» **INSTRUCTION 1**:
In the algebra simplification text, which law of exponents is applied first?

» **TEXT PASSAGE**:
Intermediate Algebra: Connecting Concepts through Application

$\dfrac{75}{2c^{3}}$
$\bf{\text{Solution Outline:}}$ To simplify the given expression, $\left( \dfrac{1}{5}a^{-2}b^3c \right)^{-2}\left( \dfrac{2}{3}a^{4}b^{-6}c \right)^{-1} ,$ use the laws of exponents. $\bf{\text{Solution Details:}}$ Using the Power of a Quotient Rule of the laws of exponents, which is given by $\left( \dfrac{x^m}{y^n} \right)^p=\dfrac{x^{mp}}{y^{np}},$ the expression above is equivalent to \begin{array}{l}\require{cancel} \left( \dfrac{1}{5}a^{-2}b^3c \right)^{-2}\left( \dfrac{2}{3}a^{4}b^{-6}c \right)^{-1} \\\\= \left( \dfrac{a^{-2}b^3c}{5} \right)^{-2}\left( \dfrac{2a^{4}b^{-6}c}{3} \right)^{-1} \\\\= \left( \dfrac{a^{-2(-2)}b^{3(-2)}c^{-2}}{5^{-2}} \right)\left( \dfrac{2^{-1}a^{4(-1)}b^{-6(-1)}c^{-1}}{3^{-1}} \right) \\\\= \left( \dfrac{a^{4}b^{-6}c^{-2}}{5^{-2}} \right)\left( \dfrac{2^{-1}a^{-4}b^{6}c^{-1}}{3^{-1}} \right) .\end{array} Using the Product Rule of the laws of exponents, which is given by $x^m\cdot x^n=x^{m+n},$ the expression above is equivalent to \begin{array}{l}\require{cancel} \left( \dfrac{a^{4}b^{-6}c^{-2}}{5^{-2}} \right)\left( \dfrac{2^{-1}a^{-4}b^{6}c^{-1}}{3^{-1}} \right) \\\\= \dfrac{2^{-1}a^{4+(-4)}b^{-6+6}c^{-2+(-1)}}{5^{-2}\left(3^{-1}\right)} \\\\= \dfrac{2^{-1}a^{0}b^{0}c^{-3}}{5^{-2}\left(3^{-1}\right)} \\\\= \dfrac{2^{-1}(1)(1)c^{-3}}{5^{-2}\left(3^{-1}\right)} \\\\= \dfrac{2^{-1}c^{-3}}{5^{-2}\left(3^{-1}\right)} .\end{array} Using the Negative Exponent Rule of the laws of exponents, which states that $x^{-m}=\dfrac{1}{x^m}$ or $\dfrac{1}{x^{-m}}=x^m,$ the expression above is equivalent to \begin{array}{l}\require{cancel} \dfrac{2^{-1}c^{-3}}{5^{-2}\left(3^{-1}\right)} \\\\= \dfrac{5^{2}\left(3^{1}\right)}{2^{1}c^{3}} \\\\= \dfrac{25(3)}{2c^{3}} \\\\= \dfrac{75}{2c^{3}} .\end{array}

» **SUPPLIED ENTRIES**:
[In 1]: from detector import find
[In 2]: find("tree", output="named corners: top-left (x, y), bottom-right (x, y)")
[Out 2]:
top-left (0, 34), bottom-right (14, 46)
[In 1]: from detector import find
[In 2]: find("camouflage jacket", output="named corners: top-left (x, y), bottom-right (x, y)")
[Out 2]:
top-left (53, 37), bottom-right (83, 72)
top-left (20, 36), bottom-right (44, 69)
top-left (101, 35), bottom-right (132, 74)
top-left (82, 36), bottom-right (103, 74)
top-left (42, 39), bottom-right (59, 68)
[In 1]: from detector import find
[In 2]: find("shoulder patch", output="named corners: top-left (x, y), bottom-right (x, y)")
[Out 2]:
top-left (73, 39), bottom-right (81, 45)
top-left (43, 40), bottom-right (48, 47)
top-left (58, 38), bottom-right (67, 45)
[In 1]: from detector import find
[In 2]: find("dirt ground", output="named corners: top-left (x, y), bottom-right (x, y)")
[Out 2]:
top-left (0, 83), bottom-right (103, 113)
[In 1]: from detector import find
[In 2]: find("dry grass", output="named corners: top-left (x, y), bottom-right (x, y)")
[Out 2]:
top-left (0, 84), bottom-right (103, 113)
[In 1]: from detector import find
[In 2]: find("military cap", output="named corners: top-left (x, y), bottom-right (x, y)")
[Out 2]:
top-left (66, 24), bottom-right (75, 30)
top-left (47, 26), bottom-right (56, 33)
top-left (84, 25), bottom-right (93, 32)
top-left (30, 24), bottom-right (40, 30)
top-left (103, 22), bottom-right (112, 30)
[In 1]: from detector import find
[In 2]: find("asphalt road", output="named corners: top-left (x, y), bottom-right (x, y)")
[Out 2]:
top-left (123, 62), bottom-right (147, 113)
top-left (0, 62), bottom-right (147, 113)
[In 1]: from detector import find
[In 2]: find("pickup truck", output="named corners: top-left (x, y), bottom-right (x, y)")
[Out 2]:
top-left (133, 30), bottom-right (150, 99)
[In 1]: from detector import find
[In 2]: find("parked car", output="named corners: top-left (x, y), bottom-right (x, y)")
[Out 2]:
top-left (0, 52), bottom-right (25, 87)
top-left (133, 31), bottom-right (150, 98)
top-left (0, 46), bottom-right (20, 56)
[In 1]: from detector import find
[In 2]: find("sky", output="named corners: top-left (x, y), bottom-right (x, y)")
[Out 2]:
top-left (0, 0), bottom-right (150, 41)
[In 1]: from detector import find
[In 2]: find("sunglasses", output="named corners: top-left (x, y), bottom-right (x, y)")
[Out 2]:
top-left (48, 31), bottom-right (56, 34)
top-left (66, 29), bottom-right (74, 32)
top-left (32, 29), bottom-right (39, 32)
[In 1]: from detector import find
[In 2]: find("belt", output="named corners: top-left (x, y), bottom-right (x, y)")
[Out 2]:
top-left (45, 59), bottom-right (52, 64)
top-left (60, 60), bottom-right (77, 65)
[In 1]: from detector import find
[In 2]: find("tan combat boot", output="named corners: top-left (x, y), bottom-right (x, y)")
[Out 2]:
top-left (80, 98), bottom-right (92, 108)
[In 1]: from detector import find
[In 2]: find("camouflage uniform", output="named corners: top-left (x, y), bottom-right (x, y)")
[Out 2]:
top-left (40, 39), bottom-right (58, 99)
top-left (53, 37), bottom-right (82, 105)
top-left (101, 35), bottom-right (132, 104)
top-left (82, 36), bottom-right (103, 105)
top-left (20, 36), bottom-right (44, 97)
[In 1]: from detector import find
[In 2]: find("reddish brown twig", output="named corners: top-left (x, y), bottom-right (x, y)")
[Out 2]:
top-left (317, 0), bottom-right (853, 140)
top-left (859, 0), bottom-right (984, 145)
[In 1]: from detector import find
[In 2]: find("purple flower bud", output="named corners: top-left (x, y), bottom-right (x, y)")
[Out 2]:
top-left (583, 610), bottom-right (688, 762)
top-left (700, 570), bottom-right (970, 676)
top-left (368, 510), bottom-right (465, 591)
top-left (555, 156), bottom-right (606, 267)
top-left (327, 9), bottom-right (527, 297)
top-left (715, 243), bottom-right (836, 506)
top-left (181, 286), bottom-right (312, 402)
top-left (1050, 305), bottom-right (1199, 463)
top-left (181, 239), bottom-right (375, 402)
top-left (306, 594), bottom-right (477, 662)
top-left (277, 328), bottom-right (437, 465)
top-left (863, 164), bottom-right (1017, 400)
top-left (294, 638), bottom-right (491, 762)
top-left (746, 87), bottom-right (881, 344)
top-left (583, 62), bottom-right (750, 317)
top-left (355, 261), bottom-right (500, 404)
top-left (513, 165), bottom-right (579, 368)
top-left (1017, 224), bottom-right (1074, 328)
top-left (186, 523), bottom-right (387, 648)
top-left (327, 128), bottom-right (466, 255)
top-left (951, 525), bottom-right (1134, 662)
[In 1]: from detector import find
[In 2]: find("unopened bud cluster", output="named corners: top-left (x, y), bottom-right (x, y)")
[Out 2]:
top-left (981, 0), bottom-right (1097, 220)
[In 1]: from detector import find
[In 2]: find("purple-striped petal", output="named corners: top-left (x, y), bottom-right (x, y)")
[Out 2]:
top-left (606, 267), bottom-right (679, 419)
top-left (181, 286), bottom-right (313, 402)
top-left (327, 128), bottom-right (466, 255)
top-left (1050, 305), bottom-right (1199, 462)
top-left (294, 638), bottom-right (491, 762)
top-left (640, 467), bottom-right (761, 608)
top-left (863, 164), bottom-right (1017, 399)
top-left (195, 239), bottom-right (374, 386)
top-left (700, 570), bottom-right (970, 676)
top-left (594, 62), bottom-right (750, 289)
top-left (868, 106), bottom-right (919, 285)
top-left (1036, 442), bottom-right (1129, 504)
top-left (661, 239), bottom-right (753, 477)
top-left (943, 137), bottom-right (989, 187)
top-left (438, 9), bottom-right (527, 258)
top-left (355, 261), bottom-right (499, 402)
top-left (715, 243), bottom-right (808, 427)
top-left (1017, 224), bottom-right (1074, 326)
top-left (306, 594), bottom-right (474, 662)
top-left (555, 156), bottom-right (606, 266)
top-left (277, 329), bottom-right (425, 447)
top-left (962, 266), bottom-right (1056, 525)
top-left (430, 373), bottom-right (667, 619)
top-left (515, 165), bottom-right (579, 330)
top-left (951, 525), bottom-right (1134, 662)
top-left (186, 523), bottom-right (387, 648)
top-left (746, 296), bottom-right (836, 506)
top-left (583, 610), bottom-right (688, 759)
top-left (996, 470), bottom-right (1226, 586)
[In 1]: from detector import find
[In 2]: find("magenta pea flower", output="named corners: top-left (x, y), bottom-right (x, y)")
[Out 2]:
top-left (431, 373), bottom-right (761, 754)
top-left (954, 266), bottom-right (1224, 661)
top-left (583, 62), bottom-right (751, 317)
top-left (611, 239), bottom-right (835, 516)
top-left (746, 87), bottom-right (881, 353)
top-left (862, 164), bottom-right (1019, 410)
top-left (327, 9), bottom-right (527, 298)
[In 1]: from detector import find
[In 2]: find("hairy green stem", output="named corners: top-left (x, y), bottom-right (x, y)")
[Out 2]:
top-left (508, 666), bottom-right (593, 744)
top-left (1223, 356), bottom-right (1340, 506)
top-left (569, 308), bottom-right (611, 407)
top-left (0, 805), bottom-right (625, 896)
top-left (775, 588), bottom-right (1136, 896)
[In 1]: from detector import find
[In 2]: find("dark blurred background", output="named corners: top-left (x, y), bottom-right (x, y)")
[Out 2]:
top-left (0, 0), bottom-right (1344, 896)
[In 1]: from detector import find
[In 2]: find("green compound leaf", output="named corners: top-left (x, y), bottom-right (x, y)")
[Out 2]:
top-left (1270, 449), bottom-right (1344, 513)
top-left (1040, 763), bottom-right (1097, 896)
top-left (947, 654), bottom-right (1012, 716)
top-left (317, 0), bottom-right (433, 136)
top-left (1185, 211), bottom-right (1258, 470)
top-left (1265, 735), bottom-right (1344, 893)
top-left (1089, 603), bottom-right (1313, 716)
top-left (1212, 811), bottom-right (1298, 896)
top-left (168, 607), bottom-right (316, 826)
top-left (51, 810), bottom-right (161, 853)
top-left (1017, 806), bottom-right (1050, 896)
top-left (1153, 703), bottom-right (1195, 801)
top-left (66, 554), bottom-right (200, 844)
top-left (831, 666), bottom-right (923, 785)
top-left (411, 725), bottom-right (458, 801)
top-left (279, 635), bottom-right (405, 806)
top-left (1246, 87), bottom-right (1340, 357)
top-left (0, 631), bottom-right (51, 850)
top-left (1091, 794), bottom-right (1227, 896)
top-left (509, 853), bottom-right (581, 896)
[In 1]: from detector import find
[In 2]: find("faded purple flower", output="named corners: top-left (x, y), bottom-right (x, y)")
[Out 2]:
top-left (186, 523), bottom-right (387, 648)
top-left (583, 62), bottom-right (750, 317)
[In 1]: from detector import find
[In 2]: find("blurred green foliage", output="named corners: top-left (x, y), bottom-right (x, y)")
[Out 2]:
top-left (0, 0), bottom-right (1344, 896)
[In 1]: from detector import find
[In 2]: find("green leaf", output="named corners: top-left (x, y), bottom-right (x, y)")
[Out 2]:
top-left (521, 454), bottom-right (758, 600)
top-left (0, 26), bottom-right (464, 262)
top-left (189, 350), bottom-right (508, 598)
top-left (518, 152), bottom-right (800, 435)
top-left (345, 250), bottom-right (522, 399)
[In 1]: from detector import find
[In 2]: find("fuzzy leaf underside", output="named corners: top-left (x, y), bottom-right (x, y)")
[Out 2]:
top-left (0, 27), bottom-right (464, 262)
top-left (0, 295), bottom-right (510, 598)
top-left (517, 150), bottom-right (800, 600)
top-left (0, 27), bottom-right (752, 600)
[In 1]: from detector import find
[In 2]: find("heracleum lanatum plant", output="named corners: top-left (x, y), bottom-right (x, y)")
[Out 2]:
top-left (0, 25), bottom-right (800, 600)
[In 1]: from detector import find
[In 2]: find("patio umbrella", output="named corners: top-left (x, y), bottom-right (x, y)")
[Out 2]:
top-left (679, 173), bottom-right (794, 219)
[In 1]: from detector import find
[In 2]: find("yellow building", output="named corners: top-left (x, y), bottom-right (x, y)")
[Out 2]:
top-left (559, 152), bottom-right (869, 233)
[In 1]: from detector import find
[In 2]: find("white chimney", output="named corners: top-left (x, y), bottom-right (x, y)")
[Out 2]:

» **INSTRUCTION 2**:
In the entries, from the first line up to and including the line with "top-left (0, 34), bottom-right (14, 46)", change "tree" to "pine tree" and keep everything else unchanged. Return only those lines.

» **PROBLEM SOLUTION 1**:
The Power of a Quotient Rule.

» **PROBLEM SOLUTION 2**:
[In 1]: from detector import find
[In 2]: find("pine tree", output="named corners: top-left (x, y), bottom-right (x, y)")
[Out 2]:
top-left (0, 34), bottom-right (14, 46)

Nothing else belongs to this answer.